Provided records:
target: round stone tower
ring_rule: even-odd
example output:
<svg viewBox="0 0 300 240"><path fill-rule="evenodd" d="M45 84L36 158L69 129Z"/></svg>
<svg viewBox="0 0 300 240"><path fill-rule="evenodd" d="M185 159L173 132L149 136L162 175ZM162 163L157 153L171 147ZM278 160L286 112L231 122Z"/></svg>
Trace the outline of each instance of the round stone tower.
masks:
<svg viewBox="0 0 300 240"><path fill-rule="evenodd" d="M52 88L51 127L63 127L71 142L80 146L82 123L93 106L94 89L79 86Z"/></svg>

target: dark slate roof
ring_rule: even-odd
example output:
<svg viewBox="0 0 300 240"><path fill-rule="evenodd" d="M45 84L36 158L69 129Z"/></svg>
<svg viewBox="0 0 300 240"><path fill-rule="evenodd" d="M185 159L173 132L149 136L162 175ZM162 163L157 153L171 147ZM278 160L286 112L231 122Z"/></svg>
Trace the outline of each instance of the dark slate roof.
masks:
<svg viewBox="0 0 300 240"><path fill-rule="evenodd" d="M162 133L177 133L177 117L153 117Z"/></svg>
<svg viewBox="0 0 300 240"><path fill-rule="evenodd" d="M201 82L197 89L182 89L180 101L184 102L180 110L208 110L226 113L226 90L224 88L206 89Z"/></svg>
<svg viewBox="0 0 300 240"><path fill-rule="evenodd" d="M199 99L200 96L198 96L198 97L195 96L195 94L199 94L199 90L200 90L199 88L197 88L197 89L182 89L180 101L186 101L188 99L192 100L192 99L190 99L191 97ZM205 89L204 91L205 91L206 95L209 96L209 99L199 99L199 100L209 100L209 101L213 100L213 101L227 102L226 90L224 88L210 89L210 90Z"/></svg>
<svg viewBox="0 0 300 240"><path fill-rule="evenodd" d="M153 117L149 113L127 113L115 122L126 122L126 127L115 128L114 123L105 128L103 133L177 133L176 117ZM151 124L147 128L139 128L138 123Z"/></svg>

Exercise:
Rewrite all of the items, changing each occurrence of "round stone tower" to "stone watchtower". Leave everything else unchanged.

Full solution:
target: stone watchtower
ring_rule: even-odd
example output:
<svg viewBox="0 0 300 240"><path fill-rule="evenodd" d="M45 84L36 158L69 129Z"/></svg>
<svg viewBox="0 0 300 240"><path fill-rule="evenodd" d="M185 159L173 132L149 136L162 175ZM162 163L157 153L171 147ZM278 160L286 112L231 122Z"/></svg>
Trace the outline of each instance of the stone watchtower.
masks:
<svg viewBox="0 0 300 240"><path fill-rule="evenodd" d="M52 88L51 127L63 127L71 142L80 146L82 123L93 106L94 89L79 86Z"/></svg>

target: dark slate roof
ring_rule: even-odd
example output:
<svg viewBox="0 0 300 240"><path fill-rule="evenodd" d="M45 84L36 158L69 129Z"/></svg>
<svg viewBox="0 0 300 240"><path fill-rule="evenodd" d="M185 159L173 132L149 136L162 175ZM162 163L157 153L171 147ZM278 160L286 112L231 122Z"/></svg>
Trace the outline of each instance of the dark slate roof.
masks:
<svg viewBox="0 0 300 240"><path fill-rule="evenodd" d="M162 133L177 133L177 117L153 117Z"/></svg>
<svg viewBox="0 0 300 240"><path fill-rule="evenodd" d="M201 82L197 89L182 89L180 101L184 102L180 110L208 110L226 113L226 90L224 88L206 89Z"/></svg>
<svg viewBox="0 0 300 240"><path fill-rule="evenodd" d="M199 99L200 96L198 96L198 97L195 96L195 94L199 94L199 90L200 90L199 88L197 88L197 89L182 89L180 101L186 101L188 99L192 100L192 99L190 99L191 97ZM205 89L204 91L205 91L206 95L209 96L209 99L199 99L199 100L209 100L209 101L213 100L213 101L227 102L226 90L224 88L210 89L210 90Z"/></svg>
<svg viewBox="0 0 300 240"><path fill-rule="evenodd" d="M153 117L149 113L127 113L115 122L126 122L126 127L115 128L114 123L105 128L103 133L177 133L176 117ZM151 124L147 128L139 128L138 123Z"/></svg>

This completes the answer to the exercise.